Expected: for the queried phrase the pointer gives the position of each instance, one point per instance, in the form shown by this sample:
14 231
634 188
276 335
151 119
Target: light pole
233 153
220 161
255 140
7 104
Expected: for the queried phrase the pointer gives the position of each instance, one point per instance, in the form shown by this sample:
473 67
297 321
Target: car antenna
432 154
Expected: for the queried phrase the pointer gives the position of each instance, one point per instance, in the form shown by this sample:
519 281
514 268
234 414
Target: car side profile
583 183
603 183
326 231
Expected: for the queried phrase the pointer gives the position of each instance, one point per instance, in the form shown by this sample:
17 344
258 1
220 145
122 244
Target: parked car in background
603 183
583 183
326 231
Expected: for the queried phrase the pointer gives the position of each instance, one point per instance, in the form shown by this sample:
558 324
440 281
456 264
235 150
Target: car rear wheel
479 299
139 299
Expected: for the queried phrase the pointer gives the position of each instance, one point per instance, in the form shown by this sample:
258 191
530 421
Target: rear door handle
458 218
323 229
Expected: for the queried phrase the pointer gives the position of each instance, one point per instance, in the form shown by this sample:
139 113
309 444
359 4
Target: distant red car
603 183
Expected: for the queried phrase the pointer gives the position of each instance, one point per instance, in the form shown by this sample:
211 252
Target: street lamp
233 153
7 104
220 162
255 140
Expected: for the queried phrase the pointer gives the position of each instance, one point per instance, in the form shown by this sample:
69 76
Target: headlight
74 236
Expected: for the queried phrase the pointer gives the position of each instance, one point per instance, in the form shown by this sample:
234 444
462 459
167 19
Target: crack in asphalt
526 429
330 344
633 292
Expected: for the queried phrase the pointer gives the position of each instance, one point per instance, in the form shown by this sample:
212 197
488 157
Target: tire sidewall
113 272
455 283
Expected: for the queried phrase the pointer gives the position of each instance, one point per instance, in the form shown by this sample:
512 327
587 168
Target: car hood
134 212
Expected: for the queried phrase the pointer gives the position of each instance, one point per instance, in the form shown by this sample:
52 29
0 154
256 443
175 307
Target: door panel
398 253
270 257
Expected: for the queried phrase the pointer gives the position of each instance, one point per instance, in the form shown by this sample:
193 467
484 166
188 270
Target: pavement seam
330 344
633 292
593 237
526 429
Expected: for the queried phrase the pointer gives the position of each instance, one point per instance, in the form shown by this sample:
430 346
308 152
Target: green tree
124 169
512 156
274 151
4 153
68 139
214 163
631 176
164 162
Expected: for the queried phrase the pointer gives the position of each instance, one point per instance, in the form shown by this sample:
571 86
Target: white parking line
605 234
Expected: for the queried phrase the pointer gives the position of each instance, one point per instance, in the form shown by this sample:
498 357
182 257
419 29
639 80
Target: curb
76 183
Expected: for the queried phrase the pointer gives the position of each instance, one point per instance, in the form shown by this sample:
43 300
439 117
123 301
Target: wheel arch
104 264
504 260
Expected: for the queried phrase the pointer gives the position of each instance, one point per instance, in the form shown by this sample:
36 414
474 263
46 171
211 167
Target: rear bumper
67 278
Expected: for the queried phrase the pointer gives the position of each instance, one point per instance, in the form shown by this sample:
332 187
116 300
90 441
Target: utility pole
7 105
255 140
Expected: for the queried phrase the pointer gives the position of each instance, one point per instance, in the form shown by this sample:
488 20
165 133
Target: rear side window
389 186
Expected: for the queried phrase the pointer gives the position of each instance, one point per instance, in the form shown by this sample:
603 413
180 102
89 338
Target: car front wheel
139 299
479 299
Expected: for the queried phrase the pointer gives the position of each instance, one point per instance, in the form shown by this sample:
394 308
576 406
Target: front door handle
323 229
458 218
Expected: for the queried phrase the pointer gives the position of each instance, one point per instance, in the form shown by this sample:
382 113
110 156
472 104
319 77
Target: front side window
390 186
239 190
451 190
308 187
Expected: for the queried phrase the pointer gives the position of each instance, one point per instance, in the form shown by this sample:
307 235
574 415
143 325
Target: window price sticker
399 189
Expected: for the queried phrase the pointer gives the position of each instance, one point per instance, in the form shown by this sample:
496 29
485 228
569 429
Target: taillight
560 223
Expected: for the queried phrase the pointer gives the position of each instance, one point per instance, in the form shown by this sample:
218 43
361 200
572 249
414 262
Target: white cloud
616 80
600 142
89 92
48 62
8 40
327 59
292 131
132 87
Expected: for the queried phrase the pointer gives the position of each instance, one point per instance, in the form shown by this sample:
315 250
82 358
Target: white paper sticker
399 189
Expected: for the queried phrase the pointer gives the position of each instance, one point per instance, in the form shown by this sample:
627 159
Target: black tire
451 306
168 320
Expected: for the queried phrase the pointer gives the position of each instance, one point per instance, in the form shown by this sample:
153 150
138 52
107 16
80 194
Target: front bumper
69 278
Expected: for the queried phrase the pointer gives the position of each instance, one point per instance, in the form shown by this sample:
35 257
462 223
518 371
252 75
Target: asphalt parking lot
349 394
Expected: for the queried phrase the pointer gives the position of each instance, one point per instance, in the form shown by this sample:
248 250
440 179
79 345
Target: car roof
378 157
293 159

TASK TO COMPLETE: Please give back all of the records exactly as written.

WRITTEN ANSWER:
Expected: for the queried phrase the pointer gives the position of each instance, one point per instance, in the form shown by this sample:
14 231
634 188
276 335
151 119
Target: light pole
233 153
220 161
255 140
7 104
Expected: for the queried phrase the pointer gives the position of each instance, one point per instance, in the form shown by this sample:
473 67
297 321
Target: car antenna
432 154
Expected: for the queried phrase the pointer gives the position of each instance, one point per instance, in the form shown by this sample:
519 281
514 268
234 414
Target: car side profile
583 183
603 183
326 231
Expected: for the queried phrase the pointer gives the position of each instance, one point per instance, in the form shown by this sample:
17 344
258 1
220 145
122 244
Target: parked car in background
603 183
583 183
326 231
Expected: for the queried phrase the pointer gives the position of each instance, one point per instance, in the form shown by this sample:
558 324
440 281
456 264
235 150
Target: car rear wheel
479 299
139 299
Expected: for the queried phrase the pointer gives the position of each instance, one point per instance, in the form shown by this sample:
258 191
530 421
Target: rear door handle
458 218
323 229
Expected: for the queried phrase the pointer gives the position of each instance, one point per instance, in the form shown by this sample:
139 113
309 444
359 4
Target: distant red car
603 183
Expected: for the queried phrase the pointer gives the position of each instance, one point per instance, in the form shown by this sample:
211 252
Target: street lamp
233 153
7 104
220 162
255 140
Expected: for the queried phrase the pointer gives the position of each instance, one point per instance, in the form shown by this sample:
69 76
Target: headlight
74 236
Expected: for the queried phrase the pointer gives the position of each instance, one point per instance, in the form shown by this sample:
234 444
462 459
167 19
Target: crack in asphalt
526 429
330 344
633 292
Expected: for the queried phrase the pointer gives the position of each instance, one point per instance, in the form shown by this sample:
212 197
488 157
Target: tire sidewall
113 272
455 283
Expected: for the queried phrase the pointer gives the position of each instance, one point per instance, in the form shown by this sample:
512 327
587 168
Target: car hood
134 212
Expected: for the queried phrase the pointer gives the position of each instance, one point per instance, in the form shown by this sample:
52 29
0 154
256 443
175 307
Target: door panel
398 253
270 257
Expected: for the queried phrase the pointer gives the position of each instance, one point per instance, in the form shown by this sample:
193 467
484 166
188 270
Target: pavement seam
330 344
633 292
593 237
526 429
Expected: for the queried phrase the pointer gives the position of each instance, one point per instance, in the form shown by this sample:
430 346
308 152
Target: green tree
124 169
512 156
274 151
4 153
68 139
214 163
631 176
164 162
Expected: for the queried phrase the pointer gives the position of each instance, one point per instance, in the form shown by this sample:
571 86
Target: white parking line
605 234
Expected: for the queried phrase the pointer gives the position of each instance, one point per instance, in the form shown by this sample:
498 357
182 257
419 29
639 80
Target: curb
76 183
Expected: for the queried phrase the pointer gives the position of each instance, one point per instance, in the form shown by this sample:
43 300
439 117
123 301
Target: wheel arch
104 264
504 260
Expected: for the queried phrase the pointer gives the position of each instance, one point per instance, in the form shown by this sample:
36 414
474 263
46 171
211 167
Target: rear bumper
67 278
Expected: for the queried phrase the pointer gives the position of each instance, one point per instance, in the form shown by this sample:
332 187
116 300
90 441
Target: utility pole
7 105
255 140
Expected: for the queried phrase the pointer gives the position of each instance, one point per instance, in the form shown by this sample:
488 20
165 133
Target: rear side window
389 186
Expected: for the queried phrase the pointer gives the position of each instance, one point per instance, in the form shown by this sample:
603 413
180 102
89 338
Target: car front wheel
139 299
479 299
Expected: for the queried phrase the pointer gives the position of each instance, one point per instance, in the form shown by this sample:
394 308
576 406
Target: front door handle
323 229
458 218
Expected: for the queried phrase the pointer gives the position of each instance, one point per instance, in the form shown by this sample:
382 113
110 156
472 104
319 77
Target: front side window
390 186
239 190
451 190
308 187
Expected: for the queried phrase the pointer gives the position of each instance, one point per instance, in the form shown by this sample:
307 235
574 415
143 325
Target: window price sticker
399 189
Expected: for the queried phrase the pointer gives the position of each instance, one point per instance, in the form shown by this sample:
496 29
485 228
569 429
Target: taillight
560 223
Expected: for the queried phrase the pointer gives the position of each instance, one point per instance, in the form shown by this sample:
218 43
361 200
572 249
414 262
Target: white cloud
616 80
600 142
89 92
48 62
8 40
327 59
292 131
132 87
Expected: for the queried phrase the pointer gives the position of each instance, one point per instance, in the form shown by this sample:
315 250
82 358
Target: white paper sticker
399 189
Expected: for the queried phrase the pointer gives the position of each instance, one point per instance, in the form shown by this sample:
627 159
Target: black tire
451 306
168 320
Expected: for the queried phrase the pointer gives the position of each instance, one point per instance, in the form shown by this sample:
153 150
138 52
107 16
80 194
Target: front bumper
69 278
Expected: for the queried phrase the pointer gives the position of each instance, one point per instance, in the form shown by this sample:
35 257
462 223
518 371
252 75
Target: asphalt parking lot
349 394
Expected: for the queried phrase the pointer gives the position of each instance, one point per instance, in the form shown by this sample:
248 250
440 179
79 345
Target: car roof
378 157
293 159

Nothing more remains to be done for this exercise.